2013 Hourglass Cabernet Sauvignon Estate - California, Napa Valley
SRP $165

Dark and saucy purple color. Deeper and more concentrated aromatics than the Blueline. Still a ton of stuff going on: blackberry compote, tart blueberries, tangy black cherries, mixed in with sweet vanilla, espresso, violets, cigar box and rich loam. Concentrated and compact with firm tannic structure, a bit hotter than the Blueline and a bit less fresh, this is a burlier puncher with some serious power. Gorgeous fruit though: chewy blueberries and blackberries, rich black cherries. Tons of cola, violets, vanilla, cedar shavings, milk and dark chocolate and baked brownie notes, but also an intriguing sense of rocks, soil and minerality. Really needs time to open up or a really long decant, but a gorgeous wine. If you like a bit more elegance, the 2013 Blueline provides it. If you like a more full-throttle style, this is it. 100% Cabernet from the 4-acre Estate Vineyard, aged 22 months in new French oak. (93 points)

Wednesday, December 3, 2014

In 2012, Hourglass Cabernets are Kicking

This post first appeared on the daily wine blog Terroirist.

Napa producer Hourglass has been turning out some exciting Bordeaux reds for years now, but in 2012 they really nailed it.

I recently tasted through Hourglass’ 2012 Cabernets during a group video chat with Jeff Smith and winemaker Tony Biagi. 2012 was Tony’s first full vintage for Hourglass, although he finished up the 2010s and 2011s after taking over from renowned winemaker Bob Foley. Tony arrived at a great time, as 2012 provided a consistent growing season and resulted in wines that show balance and depth. Biagi and Jeff Smith compare 2012’s tempered growing season to the much heralded 2001 vintage.

Hourglass reds are sourced from two vineyards, the Estate and Blueline. In the late 60s, Jeff’s father bought what would become the Estate vineyard, a six-acre site two miles north of St. Helena. A big fan of Zinfandel, he began growing his own, a lot of which went into Caymus’ wines. After his father passed away, Jeff replanted to this vineyard to Cabernet in the early 90s, and Hourglass pressed its first Cab in 1997. The project got off to a great start, as the wine garnered critical acclaim and Hourglass shoved its way into the crowded lineup of premium Napa Cabernets.

_Material supplied_

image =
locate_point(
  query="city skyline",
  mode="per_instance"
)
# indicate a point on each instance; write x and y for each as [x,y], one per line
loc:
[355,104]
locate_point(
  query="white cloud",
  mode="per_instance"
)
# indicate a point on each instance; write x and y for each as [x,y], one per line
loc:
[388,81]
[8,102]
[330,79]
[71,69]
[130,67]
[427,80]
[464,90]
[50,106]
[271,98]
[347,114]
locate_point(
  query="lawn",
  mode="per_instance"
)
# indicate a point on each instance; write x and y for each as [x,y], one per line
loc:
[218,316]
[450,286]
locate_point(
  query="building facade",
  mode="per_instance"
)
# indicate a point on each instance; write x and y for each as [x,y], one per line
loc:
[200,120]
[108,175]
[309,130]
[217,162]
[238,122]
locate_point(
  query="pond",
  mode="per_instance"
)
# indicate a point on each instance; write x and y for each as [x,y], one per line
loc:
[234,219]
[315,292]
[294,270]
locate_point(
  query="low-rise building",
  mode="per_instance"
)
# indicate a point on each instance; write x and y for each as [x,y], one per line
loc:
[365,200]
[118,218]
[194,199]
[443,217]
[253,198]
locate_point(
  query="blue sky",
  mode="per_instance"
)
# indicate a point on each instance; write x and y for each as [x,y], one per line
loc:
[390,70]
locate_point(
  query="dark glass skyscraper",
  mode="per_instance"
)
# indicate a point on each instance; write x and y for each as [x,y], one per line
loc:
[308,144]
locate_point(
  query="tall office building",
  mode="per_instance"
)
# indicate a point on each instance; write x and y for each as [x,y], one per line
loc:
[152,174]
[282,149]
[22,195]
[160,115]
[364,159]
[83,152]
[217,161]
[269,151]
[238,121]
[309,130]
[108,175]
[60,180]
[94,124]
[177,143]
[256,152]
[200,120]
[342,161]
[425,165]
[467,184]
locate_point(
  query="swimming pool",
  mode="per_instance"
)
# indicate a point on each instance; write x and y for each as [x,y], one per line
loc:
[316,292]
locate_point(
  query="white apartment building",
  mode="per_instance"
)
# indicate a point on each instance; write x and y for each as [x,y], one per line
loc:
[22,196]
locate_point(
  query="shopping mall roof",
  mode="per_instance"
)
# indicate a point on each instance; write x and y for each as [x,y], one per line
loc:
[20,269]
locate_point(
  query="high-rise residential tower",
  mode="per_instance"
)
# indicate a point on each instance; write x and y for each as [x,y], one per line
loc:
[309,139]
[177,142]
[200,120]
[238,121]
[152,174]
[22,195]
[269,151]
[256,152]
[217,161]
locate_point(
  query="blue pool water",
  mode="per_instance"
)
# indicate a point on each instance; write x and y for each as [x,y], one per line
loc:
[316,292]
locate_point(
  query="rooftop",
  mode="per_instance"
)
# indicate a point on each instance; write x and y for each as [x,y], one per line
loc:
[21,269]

_Task list_
a) In the Hourglass text, swap "video chat" for "phone call" and give the passage again, starting at "In 2012, Hourglass" and ending at "heralded 2001 vintage.".
b) According to the Hourglass text, why was it a great time for Tony Biagi to arrive?

_Task-by-task answers_
a)
In 2012, Hourglass Cabernets are Kicking

This post first appeared on the daily wine blog Terroirist.

Napa producer Hourglass has been turning out some exciting Bordeaux reds for years now, but in 2012 they really nailed it.

I recently tasted through Hourglass’ 2012 Cabernets during a group phone call with Jeff Smith and winemaker Tony Biagi. 2012 was Tony’s first full vintage for Hourglass, although he finished up the 2010s and 2011s after taking over from renowned winemaker Bob Foley. Tony arrived at a great time, as 2012 provided a consistent growing season and resulted in wines that show balance and depth. Biagi and Jeff Smith compare 2012’s tempered growing season to the much heralded 2001 vintage.

b) The 2012 growing season was consistent, and it produced wines that show balance and depth.